Exercise » Your response should consist of the entries below, reproduced exactly and without their images.

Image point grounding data
+++
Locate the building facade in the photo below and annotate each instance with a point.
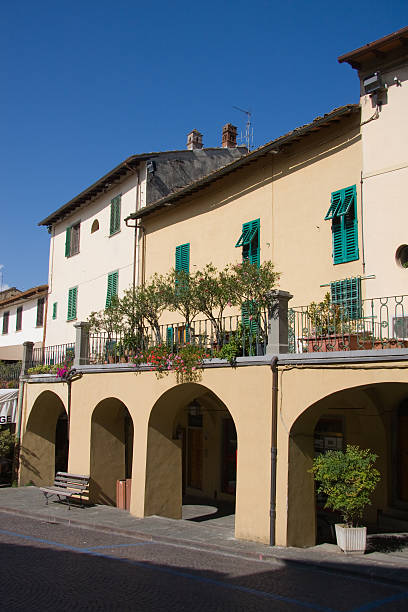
(22, 318)
(94, 254)
(245, 434)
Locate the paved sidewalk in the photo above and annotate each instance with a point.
(216, 535)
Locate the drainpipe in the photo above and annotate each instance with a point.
(362, 222)
(136, 248)
(274, 436)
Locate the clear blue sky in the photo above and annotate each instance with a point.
(86, 84)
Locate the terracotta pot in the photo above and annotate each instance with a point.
(351, 539)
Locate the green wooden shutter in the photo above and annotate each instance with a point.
(337, 240)
(112, 288)
(115, 215)
(251, 247)
(350, 237)
(68, 242)
(344, 226)
(72, 303)
(170, 336)
(183, 258)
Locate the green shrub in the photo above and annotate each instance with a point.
(348, 479)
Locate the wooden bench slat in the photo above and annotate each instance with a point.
(68, 486)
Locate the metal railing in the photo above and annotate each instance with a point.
(53, 355)
(243, 337)
(10, 372)
(375, 323)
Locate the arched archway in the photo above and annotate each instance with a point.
(362, 416)
(44, 447)
(191, 451)
(111, 449)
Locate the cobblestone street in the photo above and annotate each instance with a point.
(48, 566)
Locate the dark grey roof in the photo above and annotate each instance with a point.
(272, 146)
(190, 164)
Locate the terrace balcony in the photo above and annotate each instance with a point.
(374, 324)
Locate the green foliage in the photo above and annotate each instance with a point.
(326, 317)
(242, 342)
(183, 294)
(348, 479)
(187, 362)
(45, 369)
(7, 440)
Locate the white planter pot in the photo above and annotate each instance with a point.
(351, 539)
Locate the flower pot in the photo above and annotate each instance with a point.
(351, 539)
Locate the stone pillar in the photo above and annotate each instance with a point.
(27, 360)
(278, 324)
(81, 344)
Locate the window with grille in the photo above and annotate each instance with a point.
(72, 240)
(347, 294)
(112, 288)
(72, 303)
(19, 318)
(40, 312)
(115, 215)
(343, 215)
(6, 317)
(183, 258)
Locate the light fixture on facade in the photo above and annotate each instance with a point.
(194, 408)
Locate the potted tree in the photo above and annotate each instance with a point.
(347, 478)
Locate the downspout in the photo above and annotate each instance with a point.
(16, 459)
(362, 222)
(135, 280)
(274, 436)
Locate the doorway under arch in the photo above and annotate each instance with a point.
(362, 416)
(111, 450)
(44, 447)
(191, 465)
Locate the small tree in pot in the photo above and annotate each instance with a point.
(348, 479)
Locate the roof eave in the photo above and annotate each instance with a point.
(271, 147)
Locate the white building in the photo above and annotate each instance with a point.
(22, 318)
(93, 253)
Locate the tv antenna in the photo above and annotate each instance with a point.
(248, 139)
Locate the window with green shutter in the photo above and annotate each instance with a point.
(112, 288)
(115, 215)
(72, 240)
(72, 303)
(183, 258)
(250, 241)
(347, 294)
(170, 336)
(343, 215)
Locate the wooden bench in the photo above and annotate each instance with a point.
(68, 487)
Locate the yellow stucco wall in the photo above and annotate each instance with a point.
(245, 392)
(364, 395)
(289, 193)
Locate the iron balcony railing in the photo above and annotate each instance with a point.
(245, 337)
(10, 372)
(53, 355)
(375, 323)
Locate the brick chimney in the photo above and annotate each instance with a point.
(229, 136)
(194, 140)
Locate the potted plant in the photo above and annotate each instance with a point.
(347, 478)
(330, 328)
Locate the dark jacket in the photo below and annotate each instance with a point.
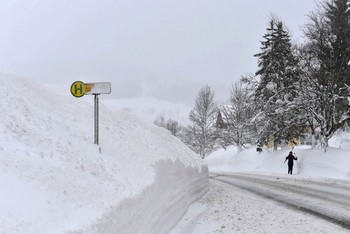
+++
Task answer »
Locate the building facade in the photo below and annotate each instance with a point.
(22, 318)
(94, 254)
(245, 434)
Locate the paved sidewalk in the photo above and annotate each instance with a point.
(216, 535)
Locate the drainpipe in the photo above and annotate each instance with a point.
(362, 222)
(136, 248)
(274, 436)
Locate the clear blue sky in the photo above and annotate each instance with a point.
(86, 84)
Locate the terracotta pot in the photo above and annotate each instance with a point.
(351, 539)
Locate the green wooden shutter in the photo above and annotate each instance with a point.
(337, 240)
(112, 288)
(115, 215)
(251, 247)
(350, 237)
(68, 242)
(344, 226)
(72, 303)
(170, 336)
(183, 258)
Locate the green shrub in the photo above and annotate each instance with a point.
(348, 479)
Locate the wooden bench slat in the photo above and annotate each instance with a point.
(68, 486)
Locate the metal railing in the photo above and annotate each instance with a point.
(53, 355)
(243, 337)
(10, 372)
(375, 323)
Locate the arched archway in the photo above and annotate each instance with a point.
(362, 416)
(44, 447)
(191, 451)
(111, 449)
Locate the cobblestone street in the photo above and annotate each instance with a point.
(48, 566)
Locate the dark grey roof in the photo above and annotate each instance with a point.
(272, 146)
(190, 164)
Locate the terrace balcony in the photo above and annotate each instance with a point.
(374, 324)
Locate the green foliage in the photo above and annotate each instance with a point.
(326, 317)
(242, 342)
(183, 294)
(348, 479)
(187, 362)
(45, 369)
(7, 440)
Locate the white planter pot in the photo above and annotate each instance with a point.
(351, 539)
Locate the flower pot in the photo above and annotate each instance with a point.
(351, 539)
Locate the stone pillar in the photo above and annotate each instance with a point.
(27, 360)
(278, 324)
(81, 344)
Locate the window with grille in the photo above and annotate each instance with a point.
(72, 240)
(347, 294)
(112, 288)
(72, 303)
(19, 318)
(40, 312)
(115, 215)
(343, 215)
(6, 317)
(183, 258)
Locate the light fixture on facade in the photo above and annotate each instance with a point.
(194, 408)
Locate the potted tree in the photo above and annotate each instance with a point.
(347, 478)
Locate the downspout in the photo above and annotate each instance with a point.
(16, 459)
(362, 222)
(135, 280)
(274, 436)
Locate the doorway under arch in the photo above and annotate each instance with a point.
(362, 416)
(111, 450)
(44, 447)
(191, 465)
Locate the small tree in pot in the photo above and annotate each instance with a point.
(348, 479)
Locate the roof eave in the photo above and annotate each instance with a point.
(271, 147)
Locate the white building in the photo above and annotate each instance with a point.
(22, 318)
(93, 253)
Locate the tv antenna in the photo above and annotate each instance with a point.
(248, 139)
Locate the window with green shutter in the photo above and annotate each instance with a point.
(112, 288)
(115, 215)
(72, 240)
(72, 303)
(183, 258)
(250, 241)
(347, 294)
(170, 336)
(343, 215)
Locate the wooden bench in the photo above and annotate each instance with a point.
(68, 487)
Locate the yellow stucco wall in the photo above and annotate each instance with a point.
(245, 392)
(364, 395)
(289, 193)
Locate the iron balcony railing in the photo above and annotate each instance with a point.
(245, 337)
(10, 372)
(53, 355)
(375, 323)
Locate the brick chimney in the photo above and annotate each instance with a point.
(229, 136)
(194, 140)
Locate the potted plant in the photo above and annotate each instance with a point.
(347, 478)
(330, 328)
Locate the dark jacket in the photo below and annotate each instance with a point.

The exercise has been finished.